Work required
Of the lines below, copy those that hold the word "table".
(Beginning of Material for the task)
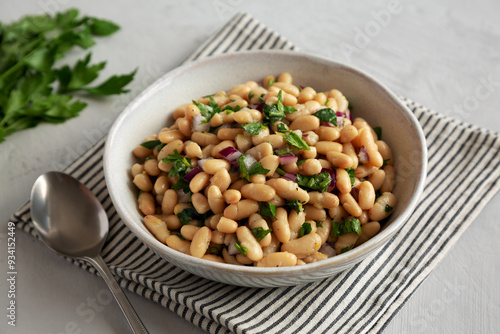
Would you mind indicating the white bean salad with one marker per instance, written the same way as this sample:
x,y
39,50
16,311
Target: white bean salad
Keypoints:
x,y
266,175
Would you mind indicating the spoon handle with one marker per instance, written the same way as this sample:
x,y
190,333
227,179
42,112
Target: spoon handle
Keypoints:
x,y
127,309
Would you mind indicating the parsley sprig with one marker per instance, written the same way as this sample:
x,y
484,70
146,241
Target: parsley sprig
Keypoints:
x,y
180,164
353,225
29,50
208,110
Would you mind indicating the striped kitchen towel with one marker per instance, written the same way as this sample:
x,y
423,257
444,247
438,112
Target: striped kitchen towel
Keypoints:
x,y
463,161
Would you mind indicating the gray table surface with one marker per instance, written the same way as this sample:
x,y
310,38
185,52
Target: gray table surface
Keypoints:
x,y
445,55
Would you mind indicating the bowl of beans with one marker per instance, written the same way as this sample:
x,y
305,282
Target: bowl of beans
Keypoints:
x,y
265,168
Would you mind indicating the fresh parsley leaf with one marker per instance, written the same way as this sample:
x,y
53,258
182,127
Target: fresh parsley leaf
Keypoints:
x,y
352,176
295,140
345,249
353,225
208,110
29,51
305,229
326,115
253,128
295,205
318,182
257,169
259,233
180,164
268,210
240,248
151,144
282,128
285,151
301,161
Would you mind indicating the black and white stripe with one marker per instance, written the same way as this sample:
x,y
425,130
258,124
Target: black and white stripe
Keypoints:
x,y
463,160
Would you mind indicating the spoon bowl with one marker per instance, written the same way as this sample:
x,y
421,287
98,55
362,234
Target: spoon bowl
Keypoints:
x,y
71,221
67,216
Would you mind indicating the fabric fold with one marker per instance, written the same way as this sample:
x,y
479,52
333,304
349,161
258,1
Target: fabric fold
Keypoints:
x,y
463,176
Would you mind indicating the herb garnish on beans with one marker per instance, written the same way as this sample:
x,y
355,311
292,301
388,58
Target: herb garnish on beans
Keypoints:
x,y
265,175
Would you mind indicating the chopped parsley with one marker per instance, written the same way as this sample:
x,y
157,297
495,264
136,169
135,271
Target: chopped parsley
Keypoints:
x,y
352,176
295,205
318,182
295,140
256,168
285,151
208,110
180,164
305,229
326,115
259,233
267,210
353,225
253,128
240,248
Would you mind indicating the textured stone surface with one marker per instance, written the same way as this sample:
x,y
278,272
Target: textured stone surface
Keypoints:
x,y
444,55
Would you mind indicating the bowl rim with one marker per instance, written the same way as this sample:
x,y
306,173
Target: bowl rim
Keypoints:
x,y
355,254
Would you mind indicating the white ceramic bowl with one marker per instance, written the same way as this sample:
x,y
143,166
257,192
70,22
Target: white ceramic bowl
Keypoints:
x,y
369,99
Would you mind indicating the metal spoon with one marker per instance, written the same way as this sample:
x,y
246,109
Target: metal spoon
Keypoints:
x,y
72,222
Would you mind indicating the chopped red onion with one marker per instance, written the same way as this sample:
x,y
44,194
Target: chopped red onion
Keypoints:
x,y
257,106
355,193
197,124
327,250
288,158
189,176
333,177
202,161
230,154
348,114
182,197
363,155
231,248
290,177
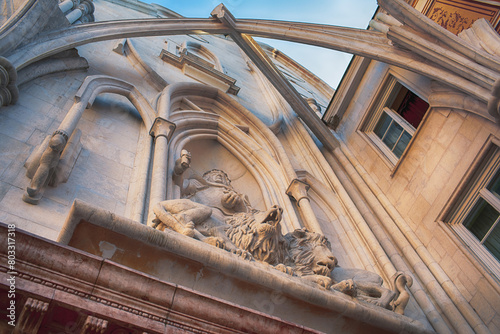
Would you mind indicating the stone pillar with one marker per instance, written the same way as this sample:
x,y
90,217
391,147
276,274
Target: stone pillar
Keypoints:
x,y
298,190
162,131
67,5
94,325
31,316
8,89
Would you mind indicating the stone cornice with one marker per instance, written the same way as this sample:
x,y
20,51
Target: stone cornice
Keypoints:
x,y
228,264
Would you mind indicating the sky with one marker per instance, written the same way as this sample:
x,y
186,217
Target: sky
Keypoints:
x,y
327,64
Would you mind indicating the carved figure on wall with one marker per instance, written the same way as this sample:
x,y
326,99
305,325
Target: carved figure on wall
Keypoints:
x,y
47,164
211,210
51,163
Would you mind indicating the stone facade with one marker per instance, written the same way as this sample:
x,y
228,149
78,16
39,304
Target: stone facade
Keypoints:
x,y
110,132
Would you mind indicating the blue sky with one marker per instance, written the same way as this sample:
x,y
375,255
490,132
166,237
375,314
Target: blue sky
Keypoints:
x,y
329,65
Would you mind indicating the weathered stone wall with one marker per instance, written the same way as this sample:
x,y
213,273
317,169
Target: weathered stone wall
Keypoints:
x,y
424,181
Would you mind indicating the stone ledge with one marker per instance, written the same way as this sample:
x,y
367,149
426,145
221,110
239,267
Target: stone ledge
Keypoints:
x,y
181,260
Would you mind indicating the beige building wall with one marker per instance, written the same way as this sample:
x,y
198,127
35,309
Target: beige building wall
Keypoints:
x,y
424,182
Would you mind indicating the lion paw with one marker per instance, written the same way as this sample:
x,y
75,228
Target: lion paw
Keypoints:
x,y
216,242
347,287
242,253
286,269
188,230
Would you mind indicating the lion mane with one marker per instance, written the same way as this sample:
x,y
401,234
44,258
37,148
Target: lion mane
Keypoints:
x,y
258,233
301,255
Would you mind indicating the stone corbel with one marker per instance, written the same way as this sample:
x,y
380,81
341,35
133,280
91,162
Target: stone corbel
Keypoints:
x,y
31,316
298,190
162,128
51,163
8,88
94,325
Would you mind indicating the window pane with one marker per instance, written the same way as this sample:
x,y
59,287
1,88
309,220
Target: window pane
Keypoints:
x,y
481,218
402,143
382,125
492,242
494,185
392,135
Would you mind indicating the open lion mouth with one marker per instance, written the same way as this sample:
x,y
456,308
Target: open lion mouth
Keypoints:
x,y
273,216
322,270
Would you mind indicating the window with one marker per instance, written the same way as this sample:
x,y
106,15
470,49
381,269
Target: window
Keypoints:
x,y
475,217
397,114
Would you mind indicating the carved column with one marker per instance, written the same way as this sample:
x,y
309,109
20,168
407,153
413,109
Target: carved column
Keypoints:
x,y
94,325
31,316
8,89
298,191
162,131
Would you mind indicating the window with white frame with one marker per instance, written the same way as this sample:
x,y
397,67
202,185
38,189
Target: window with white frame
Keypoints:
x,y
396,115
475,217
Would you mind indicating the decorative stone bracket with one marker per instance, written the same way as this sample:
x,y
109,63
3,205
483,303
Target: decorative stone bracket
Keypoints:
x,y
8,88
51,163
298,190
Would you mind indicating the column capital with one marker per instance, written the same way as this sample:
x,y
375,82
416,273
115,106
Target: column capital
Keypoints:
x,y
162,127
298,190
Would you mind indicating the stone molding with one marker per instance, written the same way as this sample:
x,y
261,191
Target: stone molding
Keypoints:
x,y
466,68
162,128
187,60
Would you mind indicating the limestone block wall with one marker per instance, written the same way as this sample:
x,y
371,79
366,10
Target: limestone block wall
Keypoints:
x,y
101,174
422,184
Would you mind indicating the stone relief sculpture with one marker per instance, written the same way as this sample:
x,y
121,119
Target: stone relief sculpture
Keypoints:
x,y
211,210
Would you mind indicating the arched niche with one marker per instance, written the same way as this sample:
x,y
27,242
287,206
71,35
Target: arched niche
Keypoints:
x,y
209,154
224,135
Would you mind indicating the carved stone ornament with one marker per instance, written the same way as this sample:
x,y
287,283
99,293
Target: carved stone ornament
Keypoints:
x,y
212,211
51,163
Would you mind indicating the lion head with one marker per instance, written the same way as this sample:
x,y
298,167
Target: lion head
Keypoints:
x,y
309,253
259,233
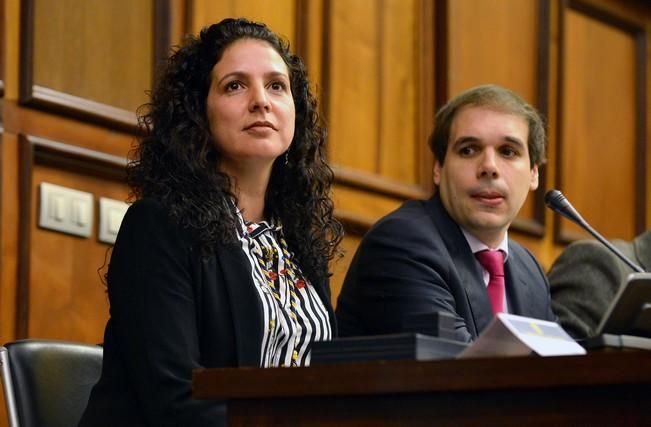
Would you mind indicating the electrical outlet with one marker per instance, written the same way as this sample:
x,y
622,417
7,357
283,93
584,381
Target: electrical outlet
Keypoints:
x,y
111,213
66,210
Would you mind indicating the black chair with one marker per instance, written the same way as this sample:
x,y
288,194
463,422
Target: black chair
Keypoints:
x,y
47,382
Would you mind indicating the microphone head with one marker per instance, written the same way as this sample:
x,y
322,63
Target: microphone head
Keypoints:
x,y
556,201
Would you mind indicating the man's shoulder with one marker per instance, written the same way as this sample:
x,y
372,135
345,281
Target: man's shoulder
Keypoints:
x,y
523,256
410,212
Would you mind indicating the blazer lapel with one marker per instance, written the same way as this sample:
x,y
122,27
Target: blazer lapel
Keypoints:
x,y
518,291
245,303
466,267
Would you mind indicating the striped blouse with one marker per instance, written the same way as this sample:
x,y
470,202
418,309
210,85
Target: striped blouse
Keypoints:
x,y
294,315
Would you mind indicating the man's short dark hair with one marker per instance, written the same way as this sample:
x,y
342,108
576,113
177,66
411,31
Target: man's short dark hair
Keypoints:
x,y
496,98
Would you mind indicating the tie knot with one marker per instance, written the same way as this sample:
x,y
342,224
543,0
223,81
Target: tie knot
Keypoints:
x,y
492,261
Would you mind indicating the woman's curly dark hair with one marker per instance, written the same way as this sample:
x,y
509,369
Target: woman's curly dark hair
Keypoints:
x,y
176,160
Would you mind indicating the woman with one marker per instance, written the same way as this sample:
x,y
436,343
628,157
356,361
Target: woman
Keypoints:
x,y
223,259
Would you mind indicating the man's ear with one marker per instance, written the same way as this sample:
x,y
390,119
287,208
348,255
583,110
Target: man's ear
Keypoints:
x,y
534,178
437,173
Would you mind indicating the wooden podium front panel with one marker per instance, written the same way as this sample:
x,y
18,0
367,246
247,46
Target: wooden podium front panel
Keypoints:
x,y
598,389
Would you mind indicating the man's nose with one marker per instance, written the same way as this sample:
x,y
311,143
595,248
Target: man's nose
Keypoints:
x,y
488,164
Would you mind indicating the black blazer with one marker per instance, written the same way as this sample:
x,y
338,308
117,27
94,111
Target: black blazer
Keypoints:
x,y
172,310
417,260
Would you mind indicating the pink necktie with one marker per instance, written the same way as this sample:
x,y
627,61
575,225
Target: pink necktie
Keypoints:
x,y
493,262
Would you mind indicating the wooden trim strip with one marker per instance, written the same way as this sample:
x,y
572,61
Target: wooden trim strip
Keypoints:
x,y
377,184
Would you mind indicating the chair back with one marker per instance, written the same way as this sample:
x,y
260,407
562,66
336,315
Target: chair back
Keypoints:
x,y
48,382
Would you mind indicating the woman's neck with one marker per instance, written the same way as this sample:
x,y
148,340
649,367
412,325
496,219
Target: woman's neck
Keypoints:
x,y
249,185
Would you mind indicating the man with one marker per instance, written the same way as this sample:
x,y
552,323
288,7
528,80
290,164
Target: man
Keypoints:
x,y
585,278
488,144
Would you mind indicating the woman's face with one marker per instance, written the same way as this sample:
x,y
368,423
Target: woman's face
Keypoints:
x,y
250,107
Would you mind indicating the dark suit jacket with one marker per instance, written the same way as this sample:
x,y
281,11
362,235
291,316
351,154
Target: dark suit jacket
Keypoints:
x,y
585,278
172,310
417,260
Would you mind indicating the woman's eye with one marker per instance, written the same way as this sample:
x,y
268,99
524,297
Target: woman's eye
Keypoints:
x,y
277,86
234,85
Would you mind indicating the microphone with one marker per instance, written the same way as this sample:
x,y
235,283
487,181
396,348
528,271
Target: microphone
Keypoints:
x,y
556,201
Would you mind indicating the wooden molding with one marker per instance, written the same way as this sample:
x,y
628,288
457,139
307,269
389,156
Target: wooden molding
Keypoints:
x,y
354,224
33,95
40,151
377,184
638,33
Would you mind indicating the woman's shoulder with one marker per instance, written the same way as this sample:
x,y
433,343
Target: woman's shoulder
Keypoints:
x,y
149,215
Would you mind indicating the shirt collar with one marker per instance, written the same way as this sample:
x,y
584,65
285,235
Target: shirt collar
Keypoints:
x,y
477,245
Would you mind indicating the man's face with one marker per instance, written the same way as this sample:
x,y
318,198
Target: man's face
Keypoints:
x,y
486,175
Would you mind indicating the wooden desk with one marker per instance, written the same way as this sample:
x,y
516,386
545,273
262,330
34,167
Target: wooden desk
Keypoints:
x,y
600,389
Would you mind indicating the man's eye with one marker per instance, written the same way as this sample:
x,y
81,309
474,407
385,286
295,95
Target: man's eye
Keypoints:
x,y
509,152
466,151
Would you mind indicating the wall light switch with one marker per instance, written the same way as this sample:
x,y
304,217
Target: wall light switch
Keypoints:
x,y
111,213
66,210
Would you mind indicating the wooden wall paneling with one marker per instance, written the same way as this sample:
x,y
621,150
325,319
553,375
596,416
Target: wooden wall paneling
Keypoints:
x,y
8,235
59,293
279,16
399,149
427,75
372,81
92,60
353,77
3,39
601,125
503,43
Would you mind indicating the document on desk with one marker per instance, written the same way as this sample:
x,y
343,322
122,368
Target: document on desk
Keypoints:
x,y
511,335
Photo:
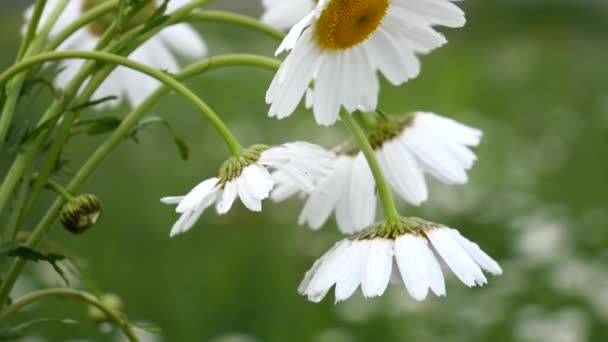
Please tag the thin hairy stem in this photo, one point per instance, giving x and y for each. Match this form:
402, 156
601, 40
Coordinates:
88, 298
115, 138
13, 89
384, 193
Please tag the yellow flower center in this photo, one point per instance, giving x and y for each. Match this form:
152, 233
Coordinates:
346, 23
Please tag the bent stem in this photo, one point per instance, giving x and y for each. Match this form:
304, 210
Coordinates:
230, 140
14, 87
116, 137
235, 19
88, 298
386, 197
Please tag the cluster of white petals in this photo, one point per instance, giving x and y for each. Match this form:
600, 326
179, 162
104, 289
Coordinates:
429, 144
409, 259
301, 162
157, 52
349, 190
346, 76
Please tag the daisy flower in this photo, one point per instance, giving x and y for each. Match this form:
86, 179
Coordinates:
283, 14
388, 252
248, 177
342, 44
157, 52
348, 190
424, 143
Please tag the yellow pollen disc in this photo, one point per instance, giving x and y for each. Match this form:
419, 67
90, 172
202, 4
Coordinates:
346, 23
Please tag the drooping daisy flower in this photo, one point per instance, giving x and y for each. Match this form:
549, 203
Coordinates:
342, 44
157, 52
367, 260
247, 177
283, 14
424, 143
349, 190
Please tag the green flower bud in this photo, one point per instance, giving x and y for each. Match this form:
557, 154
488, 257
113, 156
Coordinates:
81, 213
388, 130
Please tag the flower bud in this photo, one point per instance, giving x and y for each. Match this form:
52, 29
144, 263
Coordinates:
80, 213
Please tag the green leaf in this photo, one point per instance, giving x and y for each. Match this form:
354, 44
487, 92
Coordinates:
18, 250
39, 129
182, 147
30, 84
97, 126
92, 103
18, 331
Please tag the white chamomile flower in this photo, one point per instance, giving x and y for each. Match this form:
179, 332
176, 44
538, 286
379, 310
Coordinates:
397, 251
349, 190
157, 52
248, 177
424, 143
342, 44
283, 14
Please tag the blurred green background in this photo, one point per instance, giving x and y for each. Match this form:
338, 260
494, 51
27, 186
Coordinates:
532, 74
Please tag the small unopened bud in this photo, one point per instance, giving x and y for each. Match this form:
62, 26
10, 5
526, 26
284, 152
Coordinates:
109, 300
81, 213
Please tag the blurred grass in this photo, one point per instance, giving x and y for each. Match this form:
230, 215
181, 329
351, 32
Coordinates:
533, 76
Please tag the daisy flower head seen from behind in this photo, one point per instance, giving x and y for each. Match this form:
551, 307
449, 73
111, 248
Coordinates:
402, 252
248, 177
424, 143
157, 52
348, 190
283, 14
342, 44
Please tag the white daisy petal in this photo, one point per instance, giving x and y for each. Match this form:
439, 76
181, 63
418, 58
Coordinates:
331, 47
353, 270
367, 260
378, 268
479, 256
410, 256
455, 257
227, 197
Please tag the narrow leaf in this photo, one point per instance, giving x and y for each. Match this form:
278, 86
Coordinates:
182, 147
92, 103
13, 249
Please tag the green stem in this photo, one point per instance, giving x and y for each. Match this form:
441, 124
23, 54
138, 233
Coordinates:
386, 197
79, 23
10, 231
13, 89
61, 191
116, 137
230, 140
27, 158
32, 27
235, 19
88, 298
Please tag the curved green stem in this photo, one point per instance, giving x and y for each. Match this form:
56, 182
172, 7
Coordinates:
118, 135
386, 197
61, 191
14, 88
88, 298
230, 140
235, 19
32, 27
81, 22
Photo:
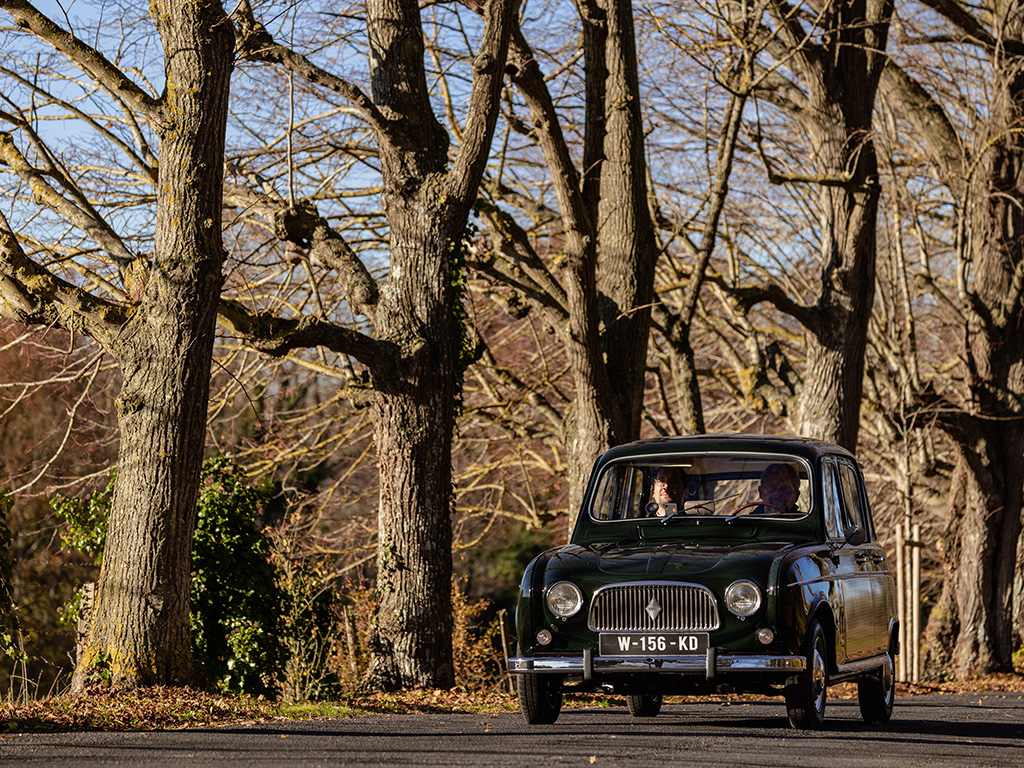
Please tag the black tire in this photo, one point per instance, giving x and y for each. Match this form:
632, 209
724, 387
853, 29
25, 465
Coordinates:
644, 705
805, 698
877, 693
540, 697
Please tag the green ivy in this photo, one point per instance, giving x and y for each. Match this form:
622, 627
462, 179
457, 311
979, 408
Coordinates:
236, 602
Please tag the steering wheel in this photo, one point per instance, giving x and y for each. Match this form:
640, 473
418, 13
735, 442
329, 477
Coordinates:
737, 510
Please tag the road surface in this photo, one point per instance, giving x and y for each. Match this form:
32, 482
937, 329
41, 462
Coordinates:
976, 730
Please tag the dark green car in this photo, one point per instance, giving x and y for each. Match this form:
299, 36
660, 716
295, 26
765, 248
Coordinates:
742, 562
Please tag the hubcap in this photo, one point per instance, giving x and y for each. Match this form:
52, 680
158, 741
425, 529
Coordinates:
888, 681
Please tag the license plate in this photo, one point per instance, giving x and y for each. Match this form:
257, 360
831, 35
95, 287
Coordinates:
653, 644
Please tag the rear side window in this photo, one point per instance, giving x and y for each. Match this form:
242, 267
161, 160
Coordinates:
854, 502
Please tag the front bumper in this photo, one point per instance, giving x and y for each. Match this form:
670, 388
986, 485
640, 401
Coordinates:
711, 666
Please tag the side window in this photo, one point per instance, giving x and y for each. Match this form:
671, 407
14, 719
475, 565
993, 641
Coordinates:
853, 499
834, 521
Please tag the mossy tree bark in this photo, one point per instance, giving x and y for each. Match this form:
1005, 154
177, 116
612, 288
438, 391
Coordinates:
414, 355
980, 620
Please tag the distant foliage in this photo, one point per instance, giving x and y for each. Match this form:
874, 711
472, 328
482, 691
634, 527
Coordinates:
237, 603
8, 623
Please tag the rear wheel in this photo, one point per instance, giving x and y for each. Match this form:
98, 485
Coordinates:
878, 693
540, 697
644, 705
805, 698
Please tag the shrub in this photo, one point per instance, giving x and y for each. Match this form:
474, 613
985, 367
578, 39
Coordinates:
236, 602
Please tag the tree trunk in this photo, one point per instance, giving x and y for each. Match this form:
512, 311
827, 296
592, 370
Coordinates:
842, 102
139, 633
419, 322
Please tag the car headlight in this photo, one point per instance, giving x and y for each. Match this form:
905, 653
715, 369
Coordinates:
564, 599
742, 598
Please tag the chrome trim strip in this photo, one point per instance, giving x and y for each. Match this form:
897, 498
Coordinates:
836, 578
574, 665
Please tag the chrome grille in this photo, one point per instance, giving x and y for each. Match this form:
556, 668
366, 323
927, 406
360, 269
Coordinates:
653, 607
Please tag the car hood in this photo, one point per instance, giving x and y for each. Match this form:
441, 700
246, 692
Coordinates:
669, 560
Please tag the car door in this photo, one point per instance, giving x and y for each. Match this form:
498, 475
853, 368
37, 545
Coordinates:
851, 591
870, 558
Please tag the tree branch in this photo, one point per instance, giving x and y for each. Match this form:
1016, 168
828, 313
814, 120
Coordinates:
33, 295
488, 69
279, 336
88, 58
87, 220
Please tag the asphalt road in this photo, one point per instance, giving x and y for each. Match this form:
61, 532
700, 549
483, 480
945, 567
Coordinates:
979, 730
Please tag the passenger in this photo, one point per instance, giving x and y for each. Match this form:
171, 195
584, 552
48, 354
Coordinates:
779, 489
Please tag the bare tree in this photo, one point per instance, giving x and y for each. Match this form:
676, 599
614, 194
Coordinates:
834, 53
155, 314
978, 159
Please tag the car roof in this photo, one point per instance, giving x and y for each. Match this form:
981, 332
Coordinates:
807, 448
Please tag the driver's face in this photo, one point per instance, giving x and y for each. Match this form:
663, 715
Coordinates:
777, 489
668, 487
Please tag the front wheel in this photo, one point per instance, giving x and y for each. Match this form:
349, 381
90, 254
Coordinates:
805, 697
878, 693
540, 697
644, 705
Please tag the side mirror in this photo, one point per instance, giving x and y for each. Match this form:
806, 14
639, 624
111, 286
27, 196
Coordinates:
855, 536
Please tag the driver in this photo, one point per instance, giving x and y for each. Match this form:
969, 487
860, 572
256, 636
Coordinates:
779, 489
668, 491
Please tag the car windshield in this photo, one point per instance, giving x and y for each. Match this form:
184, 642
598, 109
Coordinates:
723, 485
(End of Material for the task)
Response to the task
Would you mind indicating the gray table surface with one marker per instance, written the same way as this sample:
Target: gray table surface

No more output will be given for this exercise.